_WHAT IS BEING ASKED_: Report every line from the following entries that contains the string "below".

_STORED DATA_:

__________

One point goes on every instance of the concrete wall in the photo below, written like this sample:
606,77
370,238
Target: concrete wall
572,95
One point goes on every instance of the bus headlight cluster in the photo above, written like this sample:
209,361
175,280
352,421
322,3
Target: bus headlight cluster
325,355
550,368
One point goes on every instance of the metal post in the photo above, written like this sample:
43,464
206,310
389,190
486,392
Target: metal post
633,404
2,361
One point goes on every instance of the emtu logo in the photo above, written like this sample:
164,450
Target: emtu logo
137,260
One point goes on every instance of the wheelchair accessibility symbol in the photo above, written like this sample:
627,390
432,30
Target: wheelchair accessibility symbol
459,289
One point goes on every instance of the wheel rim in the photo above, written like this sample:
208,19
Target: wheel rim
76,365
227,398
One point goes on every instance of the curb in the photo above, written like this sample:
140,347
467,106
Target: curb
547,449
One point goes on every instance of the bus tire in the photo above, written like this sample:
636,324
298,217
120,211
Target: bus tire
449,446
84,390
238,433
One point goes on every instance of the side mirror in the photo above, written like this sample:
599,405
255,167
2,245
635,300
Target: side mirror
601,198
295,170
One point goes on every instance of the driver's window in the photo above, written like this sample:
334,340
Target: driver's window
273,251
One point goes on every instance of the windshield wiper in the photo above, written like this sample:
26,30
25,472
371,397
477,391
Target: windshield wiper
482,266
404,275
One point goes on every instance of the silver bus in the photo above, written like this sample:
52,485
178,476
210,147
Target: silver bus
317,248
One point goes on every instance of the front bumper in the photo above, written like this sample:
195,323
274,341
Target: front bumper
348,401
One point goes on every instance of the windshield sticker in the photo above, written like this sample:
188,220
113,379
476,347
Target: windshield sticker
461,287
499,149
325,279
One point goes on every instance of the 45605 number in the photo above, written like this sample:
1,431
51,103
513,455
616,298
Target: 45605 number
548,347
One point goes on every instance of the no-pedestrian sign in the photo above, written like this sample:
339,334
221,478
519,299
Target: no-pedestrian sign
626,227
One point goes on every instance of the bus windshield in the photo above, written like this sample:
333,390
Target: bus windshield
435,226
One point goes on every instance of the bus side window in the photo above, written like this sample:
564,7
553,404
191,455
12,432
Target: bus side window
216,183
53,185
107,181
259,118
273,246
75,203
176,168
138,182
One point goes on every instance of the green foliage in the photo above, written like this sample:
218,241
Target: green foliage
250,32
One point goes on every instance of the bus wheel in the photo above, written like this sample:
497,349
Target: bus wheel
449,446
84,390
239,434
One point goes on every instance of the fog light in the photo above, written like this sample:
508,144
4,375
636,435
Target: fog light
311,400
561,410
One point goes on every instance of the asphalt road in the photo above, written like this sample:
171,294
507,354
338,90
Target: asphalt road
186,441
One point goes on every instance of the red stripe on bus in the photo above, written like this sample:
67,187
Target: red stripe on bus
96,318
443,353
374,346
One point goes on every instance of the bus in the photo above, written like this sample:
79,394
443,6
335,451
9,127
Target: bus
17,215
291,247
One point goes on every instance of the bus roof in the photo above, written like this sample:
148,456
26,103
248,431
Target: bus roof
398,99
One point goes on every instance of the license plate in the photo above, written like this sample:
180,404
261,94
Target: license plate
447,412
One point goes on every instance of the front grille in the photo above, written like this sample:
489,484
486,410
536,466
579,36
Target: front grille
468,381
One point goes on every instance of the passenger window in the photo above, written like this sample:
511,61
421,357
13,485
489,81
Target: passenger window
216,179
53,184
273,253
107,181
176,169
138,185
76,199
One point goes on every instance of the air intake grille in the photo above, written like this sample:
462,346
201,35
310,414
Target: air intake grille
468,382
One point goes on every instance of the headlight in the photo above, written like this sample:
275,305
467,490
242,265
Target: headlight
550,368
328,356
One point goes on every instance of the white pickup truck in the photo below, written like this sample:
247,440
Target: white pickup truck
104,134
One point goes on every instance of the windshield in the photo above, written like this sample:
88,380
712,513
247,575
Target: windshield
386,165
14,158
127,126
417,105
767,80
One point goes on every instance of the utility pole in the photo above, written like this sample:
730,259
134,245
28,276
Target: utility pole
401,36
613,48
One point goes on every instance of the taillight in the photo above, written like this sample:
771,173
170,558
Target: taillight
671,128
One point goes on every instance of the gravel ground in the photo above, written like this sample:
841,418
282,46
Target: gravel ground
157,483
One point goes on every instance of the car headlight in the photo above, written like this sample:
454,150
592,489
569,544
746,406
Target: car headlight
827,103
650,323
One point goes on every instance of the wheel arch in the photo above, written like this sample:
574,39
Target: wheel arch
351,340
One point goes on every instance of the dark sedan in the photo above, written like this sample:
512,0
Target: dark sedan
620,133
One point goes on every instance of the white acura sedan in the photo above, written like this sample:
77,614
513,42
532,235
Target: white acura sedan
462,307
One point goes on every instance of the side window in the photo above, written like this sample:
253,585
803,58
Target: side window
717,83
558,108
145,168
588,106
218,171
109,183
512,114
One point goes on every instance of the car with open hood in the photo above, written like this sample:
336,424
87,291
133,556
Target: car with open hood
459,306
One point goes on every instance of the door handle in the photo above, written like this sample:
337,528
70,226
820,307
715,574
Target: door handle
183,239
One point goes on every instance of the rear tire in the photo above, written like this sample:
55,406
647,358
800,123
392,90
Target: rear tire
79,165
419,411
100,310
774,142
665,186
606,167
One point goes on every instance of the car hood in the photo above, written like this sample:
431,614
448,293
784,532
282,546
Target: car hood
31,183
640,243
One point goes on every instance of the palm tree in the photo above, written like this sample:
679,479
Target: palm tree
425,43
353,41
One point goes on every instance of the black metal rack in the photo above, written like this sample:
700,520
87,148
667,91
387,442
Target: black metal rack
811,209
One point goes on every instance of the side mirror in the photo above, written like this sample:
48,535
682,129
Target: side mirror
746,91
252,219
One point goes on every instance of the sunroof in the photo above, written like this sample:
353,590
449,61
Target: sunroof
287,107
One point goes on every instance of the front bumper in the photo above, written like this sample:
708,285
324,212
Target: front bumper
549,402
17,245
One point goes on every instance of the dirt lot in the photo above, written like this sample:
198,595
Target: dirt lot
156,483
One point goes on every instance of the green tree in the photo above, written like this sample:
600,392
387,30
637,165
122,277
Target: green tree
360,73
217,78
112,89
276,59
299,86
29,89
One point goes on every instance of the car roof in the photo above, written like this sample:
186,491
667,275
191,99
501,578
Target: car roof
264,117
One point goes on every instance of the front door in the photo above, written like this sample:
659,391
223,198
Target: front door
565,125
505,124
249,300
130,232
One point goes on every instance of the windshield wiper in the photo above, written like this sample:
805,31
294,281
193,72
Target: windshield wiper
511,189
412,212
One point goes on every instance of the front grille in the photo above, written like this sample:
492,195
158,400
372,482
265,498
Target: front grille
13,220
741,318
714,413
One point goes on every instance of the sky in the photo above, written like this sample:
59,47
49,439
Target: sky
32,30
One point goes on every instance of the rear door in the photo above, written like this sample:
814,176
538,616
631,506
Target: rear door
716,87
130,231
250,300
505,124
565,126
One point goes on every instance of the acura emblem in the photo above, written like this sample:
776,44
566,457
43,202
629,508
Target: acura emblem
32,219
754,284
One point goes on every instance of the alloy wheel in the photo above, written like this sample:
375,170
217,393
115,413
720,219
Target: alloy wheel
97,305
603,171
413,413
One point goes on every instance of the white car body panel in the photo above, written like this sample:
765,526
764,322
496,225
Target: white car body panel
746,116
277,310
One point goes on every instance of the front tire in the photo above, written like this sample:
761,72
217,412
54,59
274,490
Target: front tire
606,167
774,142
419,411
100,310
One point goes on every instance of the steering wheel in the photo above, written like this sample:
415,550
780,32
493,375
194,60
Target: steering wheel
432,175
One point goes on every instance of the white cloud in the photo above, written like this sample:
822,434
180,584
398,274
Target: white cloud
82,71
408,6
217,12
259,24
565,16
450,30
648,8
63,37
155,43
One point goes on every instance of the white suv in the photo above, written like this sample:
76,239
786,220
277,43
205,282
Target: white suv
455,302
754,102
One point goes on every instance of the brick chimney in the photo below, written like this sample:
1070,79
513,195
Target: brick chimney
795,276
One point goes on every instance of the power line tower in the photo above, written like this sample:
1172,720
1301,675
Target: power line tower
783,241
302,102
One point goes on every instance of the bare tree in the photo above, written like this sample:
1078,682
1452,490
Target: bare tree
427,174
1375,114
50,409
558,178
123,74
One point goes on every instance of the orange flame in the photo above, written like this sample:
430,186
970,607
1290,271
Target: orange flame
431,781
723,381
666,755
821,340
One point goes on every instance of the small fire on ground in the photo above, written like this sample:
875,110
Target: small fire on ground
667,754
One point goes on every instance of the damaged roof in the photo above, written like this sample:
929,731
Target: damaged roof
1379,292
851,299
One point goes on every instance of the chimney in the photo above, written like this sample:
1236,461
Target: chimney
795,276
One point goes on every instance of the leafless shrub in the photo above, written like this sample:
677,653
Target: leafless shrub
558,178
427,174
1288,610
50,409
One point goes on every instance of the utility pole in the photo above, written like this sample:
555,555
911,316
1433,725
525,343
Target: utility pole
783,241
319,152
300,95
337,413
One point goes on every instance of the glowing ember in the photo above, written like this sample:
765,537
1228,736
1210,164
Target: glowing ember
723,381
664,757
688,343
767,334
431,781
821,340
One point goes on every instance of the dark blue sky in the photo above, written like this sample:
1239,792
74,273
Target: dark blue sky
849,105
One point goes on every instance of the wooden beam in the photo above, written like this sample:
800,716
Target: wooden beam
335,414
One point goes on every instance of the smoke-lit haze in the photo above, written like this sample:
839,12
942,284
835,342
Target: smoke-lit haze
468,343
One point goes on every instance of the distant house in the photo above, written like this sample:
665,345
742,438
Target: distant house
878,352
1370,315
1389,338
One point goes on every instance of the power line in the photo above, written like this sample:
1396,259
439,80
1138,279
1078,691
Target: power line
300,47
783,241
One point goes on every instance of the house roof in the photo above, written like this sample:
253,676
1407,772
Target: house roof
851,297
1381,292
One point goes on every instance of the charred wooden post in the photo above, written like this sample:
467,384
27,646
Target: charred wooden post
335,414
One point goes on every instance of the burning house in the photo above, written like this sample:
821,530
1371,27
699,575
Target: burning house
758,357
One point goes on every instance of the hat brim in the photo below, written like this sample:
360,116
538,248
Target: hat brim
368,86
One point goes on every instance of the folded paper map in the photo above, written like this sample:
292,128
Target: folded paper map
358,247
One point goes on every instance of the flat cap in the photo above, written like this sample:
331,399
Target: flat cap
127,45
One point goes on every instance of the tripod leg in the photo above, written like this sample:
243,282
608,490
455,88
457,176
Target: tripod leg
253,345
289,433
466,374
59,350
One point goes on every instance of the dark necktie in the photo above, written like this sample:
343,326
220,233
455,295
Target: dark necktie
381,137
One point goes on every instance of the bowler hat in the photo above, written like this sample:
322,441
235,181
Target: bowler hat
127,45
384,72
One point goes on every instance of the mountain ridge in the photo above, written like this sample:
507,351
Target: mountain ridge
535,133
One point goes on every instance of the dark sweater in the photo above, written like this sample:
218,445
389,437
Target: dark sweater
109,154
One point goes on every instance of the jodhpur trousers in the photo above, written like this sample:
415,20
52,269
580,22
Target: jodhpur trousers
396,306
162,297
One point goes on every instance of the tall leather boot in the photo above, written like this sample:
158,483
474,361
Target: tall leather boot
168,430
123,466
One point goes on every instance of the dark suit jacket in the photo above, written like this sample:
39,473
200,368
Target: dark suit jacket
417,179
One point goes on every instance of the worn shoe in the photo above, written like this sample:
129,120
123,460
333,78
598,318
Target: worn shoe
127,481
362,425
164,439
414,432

__________

_WORKED SOLUTION_:
One point goes on every instance of the concrete wall in the photo below, written like this sample:
One point goes on every instance of the white pickup truck in the photo below, written like this sample:
One point goes on every instance of the brick chimney in the photo below, written like this sample:
One point goes on every instance of the hat brim in the photo below, written like this sample:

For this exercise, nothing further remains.